Items stored from a collection
— START —

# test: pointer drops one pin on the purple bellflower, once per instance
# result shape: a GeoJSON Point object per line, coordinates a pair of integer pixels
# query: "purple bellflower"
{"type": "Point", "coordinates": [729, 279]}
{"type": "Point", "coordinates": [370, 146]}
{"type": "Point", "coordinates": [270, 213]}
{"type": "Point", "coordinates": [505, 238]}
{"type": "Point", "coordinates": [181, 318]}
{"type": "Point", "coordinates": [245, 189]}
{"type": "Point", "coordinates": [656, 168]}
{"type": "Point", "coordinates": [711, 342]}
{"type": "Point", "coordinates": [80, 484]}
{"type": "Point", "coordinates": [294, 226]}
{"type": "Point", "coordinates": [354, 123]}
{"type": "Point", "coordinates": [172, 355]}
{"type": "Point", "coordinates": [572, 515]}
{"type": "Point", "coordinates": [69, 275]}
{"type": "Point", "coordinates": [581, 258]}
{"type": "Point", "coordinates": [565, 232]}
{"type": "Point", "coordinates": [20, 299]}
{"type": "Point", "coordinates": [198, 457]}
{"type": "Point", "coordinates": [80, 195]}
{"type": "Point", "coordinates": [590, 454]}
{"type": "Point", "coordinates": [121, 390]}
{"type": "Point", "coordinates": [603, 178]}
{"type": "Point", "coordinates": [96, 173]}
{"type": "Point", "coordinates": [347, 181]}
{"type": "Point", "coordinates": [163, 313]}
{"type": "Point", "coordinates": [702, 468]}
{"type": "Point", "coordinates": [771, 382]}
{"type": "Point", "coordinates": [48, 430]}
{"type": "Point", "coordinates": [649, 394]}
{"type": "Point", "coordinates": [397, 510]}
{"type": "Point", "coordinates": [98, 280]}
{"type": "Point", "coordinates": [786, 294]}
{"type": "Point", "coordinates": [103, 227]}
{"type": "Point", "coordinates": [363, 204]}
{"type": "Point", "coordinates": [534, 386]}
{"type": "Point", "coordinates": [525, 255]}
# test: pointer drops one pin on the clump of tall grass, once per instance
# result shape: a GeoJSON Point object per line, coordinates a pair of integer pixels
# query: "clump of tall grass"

— END —

- **What to work on**:
Reproduce the records with every "pointer" changed to "locator", keeping all other text the same.

- **Solution to the problem**:
# test: locator drops one pin on the purple bellflower, once per instance
# result shape: a GeoJSON Point object per line, coordinates a pair of integer pixels
# query: "purple bellflower"
{"type": "Point", "coordinates": [729, 279]}
{"type": "Point", "coordinates": [370, 146]}
{"type": "Point", "coordinates": [270, 213]}
{"type": "Point", "coordinates": [505, 238]}
{"type": "Point", "coordinates": [181, 318]}
{"type": "Point", "coordinates": [245, 189]}
{"type": "Point", "coordinates": [656, 168]}
{"type": "Point", "coordinates": [711, 342]}
{"type": "Point", "coordinates": [80, 484]}
{"type": "Point", "coordinates": [294, 226]}
{"type": "Point", "coordinates": [354, 123]}
{"type": "Point", "coordinates": [172, 355]}
{"type": "Point", "coordinates": [572, 515]}
{"type": "Point", "coordinates": [69, 275]}
{"type": "Point", "coordinates": [581, 258]}
{"type": "Point", "coordinates": [565, 232]}
{"type": "Point", "coordinates": [20, 299]}
{"type": "Point", "coordinates": [198, 457]}
{"type": "Point", "coordinates": [80, 195]}
{"type": "Point", "coordinates": [590, 454]}
{"type": "Point", "coordinates": [121, 390]}
{"type": "Point", "coordinates": [603, 178]}
{"type": "Point", "coordinates": [96, 173]}
{"type": "Point", "coordinates": [347, 181]}
{"type": "Point", "coordinates": [163, 313]}
{"type": "Point", "coordinates": [702, 468]}
{"type": "Point", "coordinates": [771, 382]}
{"type": "Point", "coordinates": [48, 430]}
{"type": "Point", "coordinates": [649, 394]}
{"type": "Point", "coordinates": [397, 510]}
{"type": "Point", "coordinates": [98, 280]}
{"type": "Point", "coordinates": [786, 294]}
{"type": "Point", "coordinates": [103, 227]}
{"type": "Point", "coordinates": [363, 204]}
{"type": "Point", "coordinates": [534, 386]}
{"type": "Point", "coordinates": [525, 255]}
# test: locator drops one pin on the clump of tall grass, once per instance
# result shape: a GeoJSON Point object per line, coordinates a pair of integer pixels
# query: "clump of tall grass"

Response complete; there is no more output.